Content starts

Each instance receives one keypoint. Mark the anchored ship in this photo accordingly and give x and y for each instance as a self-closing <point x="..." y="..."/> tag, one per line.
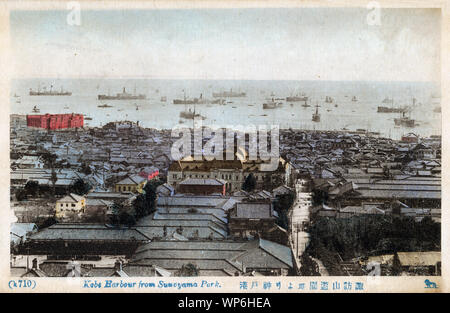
<point x="50" y="92"/>
<point x="405" y="121"/>
<point x="229" y="94"/>
<point x="123" y="96"/>
<point x="199" y="100"/>
<point x="271" y="105"/>
<point x="316" y="115"/>
<point x="297" y="98"/>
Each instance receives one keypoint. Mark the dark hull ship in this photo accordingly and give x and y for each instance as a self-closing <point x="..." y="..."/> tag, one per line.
<point x="50" y="92"/>
<point x="271" y="105"/>
<point x="404" y="121"/>
<point x="297" y="98"/>
<point x="198" y="101"/>
<point x="382" y="109"/>
<point x="316" y="115"/>
<point x="122" y="96"/>
<point x="229" y="94"/>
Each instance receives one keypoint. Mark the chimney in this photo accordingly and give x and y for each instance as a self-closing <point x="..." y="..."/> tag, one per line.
<point x="35" y="265"/>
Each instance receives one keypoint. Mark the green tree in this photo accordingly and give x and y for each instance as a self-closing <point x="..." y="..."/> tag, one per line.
<point x="116" y="209"/>
<point x="32" y="188"/>
<point x="80" y="187"/>
<point x="145" y="203"/>
<point x="249" y="183"/>
<point x="126" y="219"/>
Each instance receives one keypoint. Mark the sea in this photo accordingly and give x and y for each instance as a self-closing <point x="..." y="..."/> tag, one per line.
<point x="156" y="113"/>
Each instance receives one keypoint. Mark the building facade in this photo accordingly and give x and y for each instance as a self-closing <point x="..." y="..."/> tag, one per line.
<point x="70" y="204"/>
<point x="55" y="121"/>
<point x="233" y="172"/>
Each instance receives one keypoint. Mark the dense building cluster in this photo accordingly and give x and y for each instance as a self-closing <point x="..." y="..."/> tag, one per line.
<point x="208" y="217"/>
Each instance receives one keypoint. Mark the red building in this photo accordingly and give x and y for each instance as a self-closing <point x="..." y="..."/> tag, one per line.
<point x="55" y="121"/>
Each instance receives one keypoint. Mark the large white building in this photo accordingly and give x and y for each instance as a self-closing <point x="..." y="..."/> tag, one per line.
<point x="234" y="172"/>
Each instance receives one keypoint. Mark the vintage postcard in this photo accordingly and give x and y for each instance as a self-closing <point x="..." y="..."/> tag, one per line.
<point x="215" y="147"/>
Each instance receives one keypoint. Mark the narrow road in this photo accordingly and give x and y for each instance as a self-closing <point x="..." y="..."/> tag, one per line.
<point x="299" y="218"/>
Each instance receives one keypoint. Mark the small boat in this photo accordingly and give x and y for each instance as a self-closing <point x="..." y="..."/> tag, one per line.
<point x="104" y="106"/>
<point x="316" y="115"/>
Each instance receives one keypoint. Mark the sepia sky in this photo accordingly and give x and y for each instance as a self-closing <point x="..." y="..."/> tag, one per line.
<point x="278" y="44"/>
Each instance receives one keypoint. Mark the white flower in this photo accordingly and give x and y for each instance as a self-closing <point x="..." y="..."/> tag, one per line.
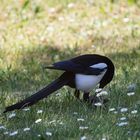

Content ends

TASK STATEMENT:
With the images omitted, return the full material exactly.

RESULT FOR THIS TASK:
Each instance receives one keypoint. Mark the anchored ship in this photo accordingly and give x and y for each instance as a self-closing <point x="..." y="..."/> tag, one per line.
<point x="50" y="92"/>
<point x="405" y="121"/>
<point x="229" y="94"/>
<point x="123" y="96"/>
<point x="199" y="100"/>
<point x="271" y="105"/>
<point x="316" y="115"/>
<point x="297" y="98"/>
Each instance receives one keypoint. Mark the dark hull ship in this photo accordingly and give x and y for each instance as a self-closing <point x="..." y="..."/> tag, one per line.
<point x="50" y="92"/>
<point x="271" y="105"/>
<point x="404" y="121"/>
<point x="297" y="98"/>
<point x="198" y="101"/>
<point x="382" y="109"/>
<point x="316" y="115"/>
<point x="122" y="96"/>
<point x="229" y="94"/>
Each instance receives one keypoint. Mark the chimney in this photo accordingly and give x and y for each instance as a self-closing <point x="..." y="..."/> tag, one per line.
<point x="35" y="265"/>
Each instance receives one keypoint. Mark the green tree in this photo accordingly and give x and y for each instance as a self-closing <point x="..." y="..."/> tag, one per line.
<point x="116" y="209"/>
<point x="32" y="188"/>
<point x="80" y="187"/>
<point x="145" y="203"/>
<point x="249" y="183"/>
<point x="126" y="219"/>
Each instance receives one keypoint. Mark the sea in this photo accordingly and give x and y for each instance as a self-closing <point x="..." y="..."/> tag, one per line.
<point x="156" y="113"/>
Each instance receives one keypoint. Mark the building facade in this photo accordingly and give x and y for each instance as a self-closing <point x="..." y="..."/> tag, one per line.
<point x="70" y="204"/>
<point x="55" y="121"/>
<point x="233" y="172"/>
Each instance receives one keypoint. Mark the dense building cluster in this photo accordingly and give x and y for each instance as a self-closing <point x="..." y="..."/> tag, one per line.
<point x="208" y="217"/>
Each instance receives one keypoint. Mark the red building in this photo accordingly and give x and y for each instance as a self-closing <point x="..." y="..."/> tag, one per line.
<point x="55" y="121"/>
Each instance receives one keypoint. Mark the large white building in this photo accordingly and give x and y for each instance as a self-closing <point x="..." y="..."/> tag, one per line.
<point x="234" y="172"/>
Each instance receives one keypoint. Mark the vintage postcard in this photo accordingly and give x and y for each instance as a self-closing <point x="..." y="..."/> tag, one per line.
<point x="215" y="147"/>
Each instance receives one keypoint. Mark the narrow road in this photo accordingly and give x and y for each instance as a self-closing <point x="..." y="..."/> tag, one per line.
<point x="299" y="218"/>
Each instance receives one keypoint. Mark the small boat in this photo accordingly and give x and y for each instance as a self-closing <point x="..." y="..."/> tag, one per line.
<point x="104" y="106"/>
<point x="316" y="115"/>
Each instance receives one keypoint. Mark the sepia sky in this photo accordingly and give x and y for each instance as a self-closing <point x="..." y="..."/> tag, one per line.
<point x="278" y="44"/>
Each instance receives one keypoint. Mark the white flower in this photo accordingly and give x and y for each instance as a self-closing <point x="..." y="..."/> tag, one per line.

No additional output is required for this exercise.